■ **Extracted data**:
——————

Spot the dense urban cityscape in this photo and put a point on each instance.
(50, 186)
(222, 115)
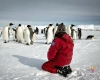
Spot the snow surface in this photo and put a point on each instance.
(21, 62)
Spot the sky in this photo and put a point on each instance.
(44, 12)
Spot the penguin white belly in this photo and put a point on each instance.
(13, 33)
(27, 36)
(55, 29)
(5, 34)
(49, 35)
(34, 37)
(74, 35)
(20, 34)
(69, 31)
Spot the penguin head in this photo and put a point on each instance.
(61, 28)
(72, 25)
(57, 24)
(19, 25)
(50, 24)
(29, 26)
(10, 24)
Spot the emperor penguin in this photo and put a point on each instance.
(27, 35)
(14, 34)
(69, 30)
(74, 34)
(19, 33)
(6, 33)
(49, 34)
(55, 28)
(33, 38)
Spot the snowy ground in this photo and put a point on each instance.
(21, 62)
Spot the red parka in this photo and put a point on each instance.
(61, 50)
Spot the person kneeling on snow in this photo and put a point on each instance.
(60, 53)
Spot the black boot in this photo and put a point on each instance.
(61, 71)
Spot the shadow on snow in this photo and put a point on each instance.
(32, 62)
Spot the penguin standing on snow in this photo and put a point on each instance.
(6, 33)
(19, 33)
(49, 34)
(79, 33)
(14, 34)
(69, 30)
(73, 34)
(55, 29)
(27, 35)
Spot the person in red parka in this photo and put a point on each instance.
(60, 53)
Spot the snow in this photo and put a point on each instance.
(21, 62)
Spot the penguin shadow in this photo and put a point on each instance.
(40, 42)
(32, 62)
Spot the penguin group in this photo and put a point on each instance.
(29, 35)
(50, 32)
(19, 34)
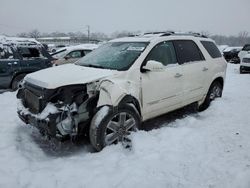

——————

■ **Exercise directions**:
Repeat all of the records above word for word, with every point, and leave the pictures out.

■ **Written reply**:
Spot the dense urban cityscape in this photo and put a point on each instance.
(50, 186)
(222, 115)
Spot the snow surface in this photo and put a point on each instance.
(21, 62)
Spot the sky in this photo and put a point on each instance.
(44, 12)
Spot the penguin white belly in this photo and put a point on each instance.
(13, 33)
(27, 36)
(55, 29)
(5, 34)
(49, 35)
(34, 37)
(74, 35)
(20, 34)
(69, 31)
Spot the penguin head in this photo and put a point on each instance.
(61, 28)
(72, 25)
(57, 24)
(19, 25)
(50, 24)
(29, 26)
(10, 24)
Spot the emperor penguin in this photo and put a point on each instance.
(27, 35)
(14, 34)
(69, 30)
(74, 34)
(19, 33)
(6, 33)
(49, 34)
(55, 28)
(33, 38)
Spot the snowy ground in this photo and put a point on each instance.
(21, 62)
Spot the red parka in this photo and put a point on each instance.
(61, 50)
Spot the person kneeling on snow in this photo and put a point on each instance.
(60, 53)
Spot the black boot in this photo and put a point on each instance.
(61, 71)
Spot the shadow on snow in this photo and put a point on each instance.
(32, 62)
Spot the penguin standing on snow in this photo and put a point on each instance.
(6, 33)
(19, 33)
(49, 34)
(79, 33)
(14, 34)
(69, 30)
(73, 34)
(55, 29)
(27, 35)
Spot the person in red parka in this photo and put a point on each instance.
(60, 53)
Spot the snow in this photo and put a point on each instance.
(21, 62)
Spot the penguin shadow in this photo and put a point on each instance.
(40, 42)
(32, 62)
Spot the penguin group in this photo and put a point on each instance.
(29, 35)
(50, 32)
(19, 34)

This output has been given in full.